**PROMPT**
Arrange every line of the entries below as a Markdown table with two columns, "Row" and "Line", numbering the rows and leaving out blank lines.

[Saved data entries]
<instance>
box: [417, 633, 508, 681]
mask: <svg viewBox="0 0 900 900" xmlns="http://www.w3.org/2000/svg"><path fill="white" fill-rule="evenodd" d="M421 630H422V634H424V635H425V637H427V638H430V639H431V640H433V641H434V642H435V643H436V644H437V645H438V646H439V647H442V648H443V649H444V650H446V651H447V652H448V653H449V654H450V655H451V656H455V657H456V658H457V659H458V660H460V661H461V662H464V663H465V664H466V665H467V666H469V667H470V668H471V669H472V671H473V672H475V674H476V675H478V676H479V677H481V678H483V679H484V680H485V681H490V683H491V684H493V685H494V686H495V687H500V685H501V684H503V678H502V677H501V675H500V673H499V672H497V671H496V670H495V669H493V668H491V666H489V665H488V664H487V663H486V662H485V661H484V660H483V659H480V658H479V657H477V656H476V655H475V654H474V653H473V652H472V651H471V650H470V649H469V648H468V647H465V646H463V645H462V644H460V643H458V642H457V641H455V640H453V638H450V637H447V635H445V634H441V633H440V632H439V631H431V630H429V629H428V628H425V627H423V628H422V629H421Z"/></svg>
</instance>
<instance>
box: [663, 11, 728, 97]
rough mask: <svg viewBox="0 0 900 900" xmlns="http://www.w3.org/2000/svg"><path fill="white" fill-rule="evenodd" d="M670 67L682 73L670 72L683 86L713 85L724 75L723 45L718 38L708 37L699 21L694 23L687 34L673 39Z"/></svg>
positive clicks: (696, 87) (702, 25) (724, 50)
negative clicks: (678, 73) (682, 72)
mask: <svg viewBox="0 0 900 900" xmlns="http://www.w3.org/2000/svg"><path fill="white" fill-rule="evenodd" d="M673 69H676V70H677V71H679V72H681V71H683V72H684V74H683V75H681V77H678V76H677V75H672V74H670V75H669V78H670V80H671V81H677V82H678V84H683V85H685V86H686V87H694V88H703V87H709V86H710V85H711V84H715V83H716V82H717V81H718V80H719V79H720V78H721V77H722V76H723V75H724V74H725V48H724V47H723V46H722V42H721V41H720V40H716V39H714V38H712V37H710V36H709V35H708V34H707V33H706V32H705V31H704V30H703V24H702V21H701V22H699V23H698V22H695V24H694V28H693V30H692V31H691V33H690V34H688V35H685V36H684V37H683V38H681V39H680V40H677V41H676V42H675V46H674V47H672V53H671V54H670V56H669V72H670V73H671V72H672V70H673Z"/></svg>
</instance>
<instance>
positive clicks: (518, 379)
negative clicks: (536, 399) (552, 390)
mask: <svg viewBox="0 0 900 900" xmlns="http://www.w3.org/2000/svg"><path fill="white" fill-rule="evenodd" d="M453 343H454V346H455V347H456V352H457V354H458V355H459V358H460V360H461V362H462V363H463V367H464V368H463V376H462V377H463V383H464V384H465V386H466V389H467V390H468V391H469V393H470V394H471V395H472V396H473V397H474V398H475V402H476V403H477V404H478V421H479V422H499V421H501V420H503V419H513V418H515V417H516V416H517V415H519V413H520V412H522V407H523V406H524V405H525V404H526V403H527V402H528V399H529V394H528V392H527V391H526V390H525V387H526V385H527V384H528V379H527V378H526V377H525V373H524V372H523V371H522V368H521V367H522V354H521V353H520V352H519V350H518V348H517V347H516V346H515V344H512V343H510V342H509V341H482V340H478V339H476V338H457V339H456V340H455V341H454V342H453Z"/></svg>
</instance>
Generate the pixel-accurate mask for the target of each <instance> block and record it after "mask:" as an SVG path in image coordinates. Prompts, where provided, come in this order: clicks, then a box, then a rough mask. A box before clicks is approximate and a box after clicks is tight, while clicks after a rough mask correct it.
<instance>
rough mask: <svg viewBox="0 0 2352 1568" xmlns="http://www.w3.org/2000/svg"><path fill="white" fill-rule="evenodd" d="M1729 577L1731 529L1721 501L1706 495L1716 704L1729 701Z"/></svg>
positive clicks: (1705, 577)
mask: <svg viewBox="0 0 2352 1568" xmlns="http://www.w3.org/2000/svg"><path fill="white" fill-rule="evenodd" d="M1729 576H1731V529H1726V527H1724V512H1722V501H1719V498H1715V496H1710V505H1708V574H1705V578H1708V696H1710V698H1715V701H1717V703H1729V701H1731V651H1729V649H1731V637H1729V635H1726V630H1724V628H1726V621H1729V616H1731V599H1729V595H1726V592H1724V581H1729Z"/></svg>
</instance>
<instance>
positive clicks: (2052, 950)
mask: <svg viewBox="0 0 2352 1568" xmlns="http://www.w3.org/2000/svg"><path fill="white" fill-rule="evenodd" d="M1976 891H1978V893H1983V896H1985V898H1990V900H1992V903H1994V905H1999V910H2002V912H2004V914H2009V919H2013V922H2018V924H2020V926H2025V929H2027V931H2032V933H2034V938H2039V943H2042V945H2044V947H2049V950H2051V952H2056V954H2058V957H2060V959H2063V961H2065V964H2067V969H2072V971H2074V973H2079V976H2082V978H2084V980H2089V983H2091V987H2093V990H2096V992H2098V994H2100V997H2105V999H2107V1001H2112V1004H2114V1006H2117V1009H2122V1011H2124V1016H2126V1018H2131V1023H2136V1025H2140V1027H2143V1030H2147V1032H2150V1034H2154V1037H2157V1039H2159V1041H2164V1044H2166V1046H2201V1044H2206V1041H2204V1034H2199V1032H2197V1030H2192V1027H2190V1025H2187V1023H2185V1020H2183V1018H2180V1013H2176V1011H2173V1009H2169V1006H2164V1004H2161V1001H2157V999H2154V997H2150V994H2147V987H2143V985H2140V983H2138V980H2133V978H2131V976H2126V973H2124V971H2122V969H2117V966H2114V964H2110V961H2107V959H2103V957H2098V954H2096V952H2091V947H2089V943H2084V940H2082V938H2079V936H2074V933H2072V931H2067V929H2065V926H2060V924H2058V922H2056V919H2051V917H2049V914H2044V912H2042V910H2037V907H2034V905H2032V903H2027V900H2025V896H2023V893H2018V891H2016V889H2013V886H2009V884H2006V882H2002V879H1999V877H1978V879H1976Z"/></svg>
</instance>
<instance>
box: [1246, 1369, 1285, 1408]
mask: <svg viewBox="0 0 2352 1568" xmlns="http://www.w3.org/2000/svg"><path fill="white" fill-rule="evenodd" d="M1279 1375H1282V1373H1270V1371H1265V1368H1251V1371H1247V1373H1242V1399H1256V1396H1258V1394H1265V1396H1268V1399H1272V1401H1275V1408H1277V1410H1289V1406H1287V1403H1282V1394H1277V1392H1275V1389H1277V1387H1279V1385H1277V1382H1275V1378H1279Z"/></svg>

**RESPONSE TO THIS TASK**
| Row | Line |
|---|---|
| 1 | <instance> |
| 2 | box: [417, 633, 508, 681] |
| 3 | mask: <svg viewBox="0 0 900 900" xmlns="http://www.w3.org/2000/svg"><path fill="white" fill-rule="evenodd" d="M421 630H422V634H424V635H425V637H427V638H430V639H431V640H433V641H434V642H435V643H436V644H437V645H438V646H439V647H442V648H443V649H444V650H446V651H447V652H448V653H449V654H450V655H451V656H455V657H456V658H457V659H458V660H460V661H461V662H464V663H465V664H466V665H467V666H469V667H470V668H471V669H472V671H473V672H475V674H476V675H478V676H479V677H481V678H483V679H484V680H485V681H490V683H491V684H493V685H494V686H495V687H500V685H501V684H503V678H502V677H501V675H500V673H499V672H497V671H496V670H495V669H493V668H491V666H489V665H488V664H487V663H486V662H485V661H484V660H483V659H480V658H479V657H477V656H476V655H475V654H474V653H473V652H472V651H471V650H470V649H469V648H468V647H465V646H463V645H462V644H460V643H458V642H457V641H455V640H453V638H450V637H447V635H445V634H441V633H440V632H439V631H431V630H429V629H428V628H425V627H423V628H422V629H421Z"/></svg> |
| 4 | </instance> |
| 5 | <instance> |
| 6 | box: [663, 11, 728, 97] |
| 7 | rough mask: <svg viewBox="0 0 900 900" xmlns="http://www.w3.org/2000/svg"><path fill="white" fill-rule="evenodd" d="M670 67L682 73L670 72L683 86L713 85L724 75L723 45L718 38L708 37L699 21L694 23L687 34L673 39Z"/></svg> |
| 8 | positive clicks: (696, 87) (702, 25) (724, 50) |
| 9 | negative clicks: (678, 73) (682, 72) |
| 10 | mask: <svg viewBox="0 0 900 900" xmlns="http://www.w3.org/2000/svg"><path fill="white" fill-rule="evenodd" d="M673 69H676V70H677V71H679V72H681V71H683V72H684V74H683V75H681V77H678V76H677V75H672V74H670V75H669V78H670V80H671V81H677V82H678V84H683V85H685V86H686V87H694V88H703V87H709V86H710V85H711V84H715V83H716V82H717V81H718V80H719V79H720V78H721V77H722V76H723V75H724V74H725V48H724V47H723V46H722V42H721V41H720V40H716V39H714V38H712V37H710V36H709V35H708V34H707V33H706V32H705V31H704V30H703V24H702V21H701V22H699V23H698V22H695V24H694V28H693V30H692V31H691V33H690V34H688V35H685V36H684V37H683V38H681V39H680V40H677V41H676V42H675V46H674V47H672V53H671V54H670V56H669V72H670V73H671V72H672V70H673Z"/></svg> |
| 11 | </instance> |
| 12 | <instance> |
| 13 | positive clicks: (518, 379) |
| 14 | negative clicks: (536, 399) (552, 390) |
| 15 | mask: <svg viewBox="0 0 900 900" xmlns="http://www.w3.org/2000/svg"><path fill="white" fill-rule="evenodd" d="M453 343H454V346H455V347H456V352H457V354H458V355H459V358H460V360H461V362H462V363H463V367H464V368H463V376H462V377H463V383H464V384H465V386H466V389H467V390H468V391H469V393H470V394H471V395H472V396H473V397H474V398H475V402H476V403H477V404H478V421H479V422H499V421H501V420H503V419H513V418H515V417H516V416H517V415H519V413H520V412H522V407H523V406H524V405H525V404H526V403H527V402H528V399H529V394H528V392H527V391H526V390H525V387H526V385H527V384H528V379H527V378H526V377H525V373H524V372H523V371H522V368H521V367H522V354H521V353H520V352H519V350H518V348H517V347H516V346H515V344H512V343H510V342H509V341H482V340H478V339H476V338H457V339H456V340H455V341H454V342H453Z"/></svg> |
| 16 | </instance> |
| 17 | Generate the pixel-accurate mask for the target of each <instance> block and record it after "mask:" as an SVG path in image coordinates. Prompts, where provided, come in this order: clicks, then a box, then a rough mask. A box before clicks is approximate and a box after clicks is tight, while clicks after a rough mask correct it. |
| 18 | <instance> |
| 19 | rough mask: <svg viewBox="0 0 2352 1568" xmlns="http://www.w3.org/2000/svg"><path fill="white" fill-rule="evenodd" d="M1729 577L1731 529L1721 501L1706 495L1716 704L1729 701Z"/></svg> |
| 20 | positive clicks: (1705, 577) |
| 21 | mask: <svg viewBox="0 0 2352 1568" xmlns="http://www.w3.org/2000/svg"><path fill="white" fill-rule="evenodd" d="M1729 576H1731V529H1726V527H1724V512H1722V501H1719V498H1715V496H1710V505H1708V574H1705V578H1708V696H1710V698H1715V701H1717V703H1729V701H1731V651H1729V649H1731V637H1729V635H1726V630H1724V628H1726V621H1729V616H1731V599H1729V595H1726V592H1724V581H1729Z"/></svg> |
| 22 | </instance> |
| 23 | <instance> |
| 24 | positive clicks: (2052, 950) |
| 25 | mask: <svg viewBox="0 0 2352 1568" xmlns="http://www.w3.org/2000/svg"><path fill="white" fill-rule="evenodd" d="M1976 891H1978V893H1983V896H1985V898H1990V900H1992V903H1994V905H1999V910H2002V912H2004V914H2009V919H2013V922H2018V924H2020V926H2025V929H2027V931H2032V933H2034V938H2039V943H2042V945H2044V947H2049V950H2051V952H2056V954H2058V957H2060V959H2063V961H2065V964H2067V969H2072V971H2074V973H2079V976H2082V978H2084V980H2089V983H2091V987H2093V990H2096V992H2098V994H2100V997H2105V999H2107V1001H2112V1004H2114V1006H2117V1009H2122V1011H2124V1016H2126V1018H2131V1023H2136V1025H2140V1027H2143V1030H2147V1032H2150V1034H2154V1037H2157V1039H2159V1041H2164V1044H2166V1046H2201V1044H2206V1041H2204V1034H2199V1032H2197V1030H2192V1027H2190V1025H2187V1023H2185V1020H2183V1018H2180V1013H2176V1011H2173V1009H2169V1006H2164V1004H2161V1001H2157V999H2154V997H2150V994H2147V987H2143V985H2140V983H2138V980H2133V978H2131V976H2126V973H2124V971H2122V969H2117V966H2114V964H2110V961H2107V959H2103V957H2098V954H2096V952H2091V947H2089V943H2084V940H2082V938H2079V936H2074V933H2072V931H2067V929H2065V926H2060V924H2058V922H2056V919H2051V917H2049V914H2044V912H2042V910H2037V907H2034V905H2032V903H2027V900H2025V896H2023V893H2018V891H2016V889H2013V886H2009V884H2006V882H2002V879H1999V877H1978V879H1976Z"/></svg> |
| 26 | </instance> |
| 27 | <instance> |
| 28 | box: [1246, 1369, 1285, 1408] |
| 29 | mask: <svg viewBox="0 0 2352 1568" xmlns="http://www.w3.org/2000/svg"><path fill="white" fill-rule="evenodd" d="M1279 1375H1282V1373H1270V1371H1265V1368H1251V1371H1247V1373H1242V1399H1256V1396H1258V1394H1265V1396H1268V1399H1272V1401H1275V1408H1277V1410H1289V1406H1287V1403H1282V1394H1277V1392H1275V1389H1277V1387H1279V1385H1277V1382H1275V1378H1279Z"/></svg> |